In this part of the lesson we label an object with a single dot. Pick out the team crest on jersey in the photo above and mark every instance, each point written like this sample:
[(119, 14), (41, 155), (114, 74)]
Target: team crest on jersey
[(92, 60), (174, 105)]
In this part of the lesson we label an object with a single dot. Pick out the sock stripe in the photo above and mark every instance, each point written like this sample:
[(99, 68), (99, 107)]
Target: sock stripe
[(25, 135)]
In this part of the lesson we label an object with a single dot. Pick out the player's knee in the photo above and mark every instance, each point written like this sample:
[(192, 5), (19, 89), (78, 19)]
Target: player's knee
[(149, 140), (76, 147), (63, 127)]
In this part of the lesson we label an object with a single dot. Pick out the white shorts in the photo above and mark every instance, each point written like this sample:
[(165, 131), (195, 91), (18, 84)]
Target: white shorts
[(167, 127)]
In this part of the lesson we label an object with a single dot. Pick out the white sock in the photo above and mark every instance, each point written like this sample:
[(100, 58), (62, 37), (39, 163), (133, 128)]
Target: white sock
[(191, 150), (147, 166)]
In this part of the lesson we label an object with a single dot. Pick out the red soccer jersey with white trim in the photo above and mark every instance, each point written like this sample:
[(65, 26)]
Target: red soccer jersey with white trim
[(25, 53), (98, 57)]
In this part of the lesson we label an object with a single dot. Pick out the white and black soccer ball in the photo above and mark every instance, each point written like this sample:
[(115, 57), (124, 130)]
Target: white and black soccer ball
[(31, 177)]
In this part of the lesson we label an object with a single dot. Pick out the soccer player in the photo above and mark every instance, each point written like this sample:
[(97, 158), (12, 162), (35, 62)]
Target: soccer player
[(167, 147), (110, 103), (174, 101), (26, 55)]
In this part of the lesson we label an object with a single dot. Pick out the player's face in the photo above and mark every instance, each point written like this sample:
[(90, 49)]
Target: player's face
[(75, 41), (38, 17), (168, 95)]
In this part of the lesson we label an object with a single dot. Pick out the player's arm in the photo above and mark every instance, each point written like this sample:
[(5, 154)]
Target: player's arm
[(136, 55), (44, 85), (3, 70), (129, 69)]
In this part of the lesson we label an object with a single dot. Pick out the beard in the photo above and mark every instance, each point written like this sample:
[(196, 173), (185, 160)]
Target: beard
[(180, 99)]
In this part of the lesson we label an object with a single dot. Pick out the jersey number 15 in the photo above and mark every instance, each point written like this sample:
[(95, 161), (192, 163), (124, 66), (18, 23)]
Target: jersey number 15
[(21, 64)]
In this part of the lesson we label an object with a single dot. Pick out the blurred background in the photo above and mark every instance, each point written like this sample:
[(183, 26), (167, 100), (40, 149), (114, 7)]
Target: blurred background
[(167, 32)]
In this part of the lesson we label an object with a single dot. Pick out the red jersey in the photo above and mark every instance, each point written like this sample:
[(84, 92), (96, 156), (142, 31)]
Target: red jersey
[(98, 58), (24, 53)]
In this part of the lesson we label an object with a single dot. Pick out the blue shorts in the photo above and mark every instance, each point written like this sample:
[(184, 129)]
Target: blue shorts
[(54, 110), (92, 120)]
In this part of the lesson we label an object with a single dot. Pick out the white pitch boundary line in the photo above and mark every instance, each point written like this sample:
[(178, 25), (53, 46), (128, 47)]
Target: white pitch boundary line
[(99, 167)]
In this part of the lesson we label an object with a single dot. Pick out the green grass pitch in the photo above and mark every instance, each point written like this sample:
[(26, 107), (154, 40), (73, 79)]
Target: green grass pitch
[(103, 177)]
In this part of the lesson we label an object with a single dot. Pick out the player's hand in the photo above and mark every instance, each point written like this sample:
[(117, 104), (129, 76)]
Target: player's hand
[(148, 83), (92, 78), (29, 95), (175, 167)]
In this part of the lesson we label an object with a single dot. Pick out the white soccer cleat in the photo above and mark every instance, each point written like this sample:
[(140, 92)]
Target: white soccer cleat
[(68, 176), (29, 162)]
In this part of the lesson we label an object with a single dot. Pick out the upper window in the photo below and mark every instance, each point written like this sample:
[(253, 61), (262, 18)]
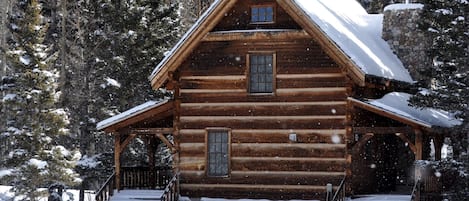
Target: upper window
[(261, 76), (218, 153), (262, 14)]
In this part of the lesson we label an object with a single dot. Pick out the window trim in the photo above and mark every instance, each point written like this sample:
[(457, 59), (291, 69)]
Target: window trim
[(274, 11), (274, 72), (207, 165)]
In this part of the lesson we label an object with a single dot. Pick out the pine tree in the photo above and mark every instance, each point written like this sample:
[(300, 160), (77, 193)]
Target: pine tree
[(446, 24), (34, 121)]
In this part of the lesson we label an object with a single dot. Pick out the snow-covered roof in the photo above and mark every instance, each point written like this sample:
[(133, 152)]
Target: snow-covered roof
[(130, 113), (358, 35), (185, 37), (403, 6), (344, 22), (397, 103)]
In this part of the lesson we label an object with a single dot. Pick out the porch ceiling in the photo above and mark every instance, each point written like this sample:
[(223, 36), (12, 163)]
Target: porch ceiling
[(143, 114)]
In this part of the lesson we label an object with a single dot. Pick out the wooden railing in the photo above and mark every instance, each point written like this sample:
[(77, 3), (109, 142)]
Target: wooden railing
[(415, 196), (340, 193), (171, 192), (107, 190), (136, 178), (145, 178)]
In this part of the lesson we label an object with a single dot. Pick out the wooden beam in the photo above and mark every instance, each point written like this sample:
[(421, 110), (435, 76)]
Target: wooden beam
[(388, 114), (126, 142), (191, 40), (256, 35), (404, 138), (151, 131), (309, 76), (117, 139), (361, 142), (326, 43), (166, 142), (418, 144), (382, 130), (438, 143), (159, 112)]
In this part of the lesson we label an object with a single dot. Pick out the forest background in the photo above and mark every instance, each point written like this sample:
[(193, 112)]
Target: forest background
[(67, 64)]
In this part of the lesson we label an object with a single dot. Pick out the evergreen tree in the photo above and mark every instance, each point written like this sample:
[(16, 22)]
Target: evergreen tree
[(446, 25), (34, 122)]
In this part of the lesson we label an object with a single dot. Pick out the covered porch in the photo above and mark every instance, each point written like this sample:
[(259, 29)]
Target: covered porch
[(152, 124), (388, 136)]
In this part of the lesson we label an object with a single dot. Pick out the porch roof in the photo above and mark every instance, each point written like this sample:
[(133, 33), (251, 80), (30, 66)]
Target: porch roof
[(396, 106), (146, 111)]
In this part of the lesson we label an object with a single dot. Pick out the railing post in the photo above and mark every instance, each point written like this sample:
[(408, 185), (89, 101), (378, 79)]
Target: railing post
[(329, 193)]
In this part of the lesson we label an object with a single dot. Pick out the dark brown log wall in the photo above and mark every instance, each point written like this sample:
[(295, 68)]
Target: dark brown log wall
[(309, 100)]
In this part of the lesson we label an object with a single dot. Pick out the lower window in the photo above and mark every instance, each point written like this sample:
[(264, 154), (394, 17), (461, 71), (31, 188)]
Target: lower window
[(218, 153)]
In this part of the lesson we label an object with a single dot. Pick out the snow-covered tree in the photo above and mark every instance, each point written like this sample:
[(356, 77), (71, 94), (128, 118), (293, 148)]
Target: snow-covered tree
[(447, 26), (34, 122)]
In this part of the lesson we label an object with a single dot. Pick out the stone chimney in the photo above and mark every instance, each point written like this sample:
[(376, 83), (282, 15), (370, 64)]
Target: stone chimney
[(401, 31)]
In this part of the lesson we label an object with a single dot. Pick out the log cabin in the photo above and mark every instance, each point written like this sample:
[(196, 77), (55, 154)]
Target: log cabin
[(277, 98)]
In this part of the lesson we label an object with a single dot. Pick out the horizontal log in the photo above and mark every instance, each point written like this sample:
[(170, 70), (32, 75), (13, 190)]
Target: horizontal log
[(268, 135), (259, 118), (311, 76), (269, 150), (287, 164), (258, 104), (213, 84), (287, 150), (246, 97), (264, 178), (318, 91), (256, 35), (263, 109), (219, 77), (260, 192), (265, 123), (383, 130), (312, 83), (212, 91)]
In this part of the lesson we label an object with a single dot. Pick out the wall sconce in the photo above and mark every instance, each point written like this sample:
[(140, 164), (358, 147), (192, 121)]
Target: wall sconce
[(292, 137)]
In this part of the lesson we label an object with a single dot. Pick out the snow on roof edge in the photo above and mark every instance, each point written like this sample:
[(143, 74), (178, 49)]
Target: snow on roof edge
[(350, 29), (397, 103), (403, 6), (129, 113), (184, 38)]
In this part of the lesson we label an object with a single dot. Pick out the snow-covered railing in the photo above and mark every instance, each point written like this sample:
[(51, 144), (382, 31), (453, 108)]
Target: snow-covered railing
[(107, 190), (340, 193), (416, 191), (145, 177), (171, 192)]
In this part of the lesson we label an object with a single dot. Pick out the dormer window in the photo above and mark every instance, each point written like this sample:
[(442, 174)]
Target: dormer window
[(262, 14)]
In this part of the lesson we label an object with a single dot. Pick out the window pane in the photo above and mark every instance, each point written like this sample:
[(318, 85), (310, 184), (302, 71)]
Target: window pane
[(218, 155), (261, 75), (262, 14)]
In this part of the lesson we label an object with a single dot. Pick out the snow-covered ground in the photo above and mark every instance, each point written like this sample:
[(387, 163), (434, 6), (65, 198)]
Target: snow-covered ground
[(68, 195), (72, 195), (363, 198)]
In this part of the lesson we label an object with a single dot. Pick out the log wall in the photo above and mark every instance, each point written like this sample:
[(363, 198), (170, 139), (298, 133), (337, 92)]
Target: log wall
[(309, 100)]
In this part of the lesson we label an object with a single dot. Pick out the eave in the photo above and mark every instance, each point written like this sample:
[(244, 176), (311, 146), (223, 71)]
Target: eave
[(385, 113), (258, 34), (328, 45), (150, 114), (190, 41)]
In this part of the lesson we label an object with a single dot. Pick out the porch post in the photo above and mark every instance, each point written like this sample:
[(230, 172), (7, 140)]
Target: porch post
[(418, 144), (438, 143), (117, 150)]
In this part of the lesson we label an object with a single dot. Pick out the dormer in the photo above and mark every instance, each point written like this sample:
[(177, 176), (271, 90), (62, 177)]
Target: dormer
[(256, 14)]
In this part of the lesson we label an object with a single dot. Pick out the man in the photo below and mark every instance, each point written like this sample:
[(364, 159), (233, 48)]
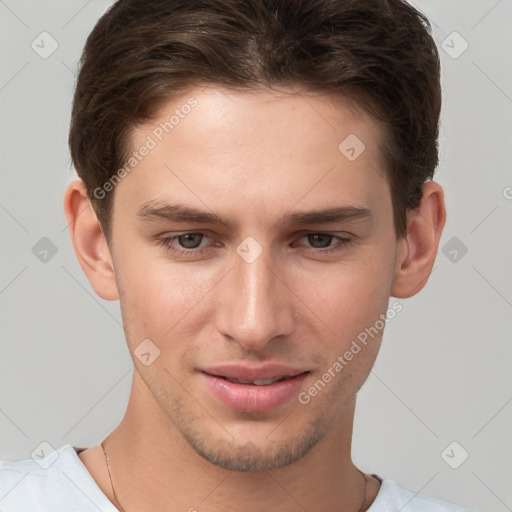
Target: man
[(255, 184)]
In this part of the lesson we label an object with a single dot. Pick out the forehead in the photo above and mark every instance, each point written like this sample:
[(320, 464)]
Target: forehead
[(258, 151)]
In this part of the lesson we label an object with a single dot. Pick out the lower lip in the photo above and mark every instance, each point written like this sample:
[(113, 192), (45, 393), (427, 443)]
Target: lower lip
[(252, 398)]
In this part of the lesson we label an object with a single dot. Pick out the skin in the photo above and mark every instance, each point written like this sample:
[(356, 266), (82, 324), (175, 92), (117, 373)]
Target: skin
[(252, 158)]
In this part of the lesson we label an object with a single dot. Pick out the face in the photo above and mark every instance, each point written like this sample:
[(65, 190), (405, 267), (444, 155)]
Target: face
[(286, 260)]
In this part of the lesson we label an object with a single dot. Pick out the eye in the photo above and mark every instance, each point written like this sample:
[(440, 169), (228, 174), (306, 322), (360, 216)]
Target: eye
[(321, 242), (188, 243)]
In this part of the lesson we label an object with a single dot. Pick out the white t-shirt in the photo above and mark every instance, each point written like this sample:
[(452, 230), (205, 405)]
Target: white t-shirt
[(60, 482)]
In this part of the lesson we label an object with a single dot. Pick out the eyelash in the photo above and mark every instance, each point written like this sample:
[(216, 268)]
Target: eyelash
[(166, 243)]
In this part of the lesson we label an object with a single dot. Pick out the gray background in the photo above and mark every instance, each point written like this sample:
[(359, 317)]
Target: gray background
[(443, 374)]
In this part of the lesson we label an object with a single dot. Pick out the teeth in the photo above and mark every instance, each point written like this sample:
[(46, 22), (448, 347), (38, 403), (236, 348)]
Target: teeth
[(265, 382)]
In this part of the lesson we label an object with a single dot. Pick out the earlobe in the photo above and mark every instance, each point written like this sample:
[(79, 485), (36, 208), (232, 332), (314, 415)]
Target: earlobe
[(418, 250), (89, 242)]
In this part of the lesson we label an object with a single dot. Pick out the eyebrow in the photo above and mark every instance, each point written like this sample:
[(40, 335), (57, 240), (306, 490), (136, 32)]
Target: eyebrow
[(154, 211)]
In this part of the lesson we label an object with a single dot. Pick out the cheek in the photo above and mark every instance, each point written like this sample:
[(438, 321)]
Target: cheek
[(156, 296), (347, 298)]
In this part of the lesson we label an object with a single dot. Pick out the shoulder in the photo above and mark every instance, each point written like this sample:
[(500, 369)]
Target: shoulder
[(392, 497), (57, 481)]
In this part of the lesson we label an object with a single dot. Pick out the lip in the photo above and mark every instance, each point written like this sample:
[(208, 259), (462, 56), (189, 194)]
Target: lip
[(268, 371), (250, 397)]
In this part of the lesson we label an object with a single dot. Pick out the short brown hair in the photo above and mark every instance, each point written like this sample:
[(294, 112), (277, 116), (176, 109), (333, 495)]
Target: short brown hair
[(141, 54)]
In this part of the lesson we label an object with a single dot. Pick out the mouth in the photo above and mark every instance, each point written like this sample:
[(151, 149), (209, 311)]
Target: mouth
[(254, 394)]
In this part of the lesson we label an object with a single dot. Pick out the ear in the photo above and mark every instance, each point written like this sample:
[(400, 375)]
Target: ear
[(89, 242), (417, 251)]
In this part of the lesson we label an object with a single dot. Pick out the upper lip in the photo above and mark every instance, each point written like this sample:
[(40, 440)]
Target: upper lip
[(268, 371)]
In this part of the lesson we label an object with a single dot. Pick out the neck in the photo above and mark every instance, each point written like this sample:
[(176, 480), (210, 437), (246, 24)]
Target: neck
[(154, 467)]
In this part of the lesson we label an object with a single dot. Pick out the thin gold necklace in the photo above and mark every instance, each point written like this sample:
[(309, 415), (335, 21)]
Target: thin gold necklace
[(361, 509), (111, 479)]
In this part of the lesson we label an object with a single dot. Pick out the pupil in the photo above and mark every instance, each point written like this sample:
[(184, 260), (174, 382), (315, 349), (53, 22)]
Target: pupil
[(321, 236), (188, 241)]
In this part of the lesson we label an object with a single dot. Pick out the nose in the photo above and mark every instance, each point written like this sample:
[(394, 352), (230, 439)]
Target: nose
[(255, 303)]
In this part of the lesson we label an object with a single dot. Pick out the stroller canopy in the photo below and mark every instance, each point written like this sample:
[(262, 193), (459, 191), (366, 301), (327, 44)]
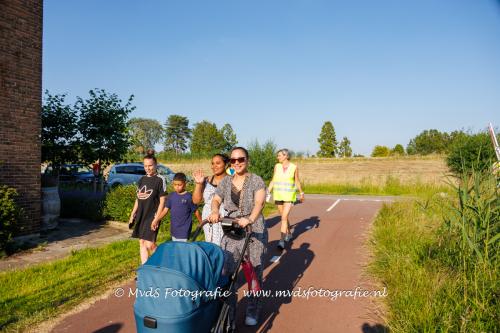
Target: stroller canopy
[(201, 261)]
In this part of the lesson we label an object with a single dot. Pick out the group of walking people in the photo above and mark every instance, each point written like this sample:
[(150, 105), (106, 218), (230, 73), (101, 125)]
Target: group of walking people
[(239, 194)]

- - -

**Aim:**
From the data above, extract word for word every line from the one containing "the upper window" to the one containing "[(261, 76), (218, 153), (262, 14)]", both ends included. Leave the picture out of your answer.

**Result for this exercise:**
In this part of the lesson we label an object with a single dot. Pick out the upper window in the photo below and mark every instance, each point written like this sample:
[(253, 61), (262, 18)]
Target: upper window
[(261, 76), (218, 153), (262, 14)]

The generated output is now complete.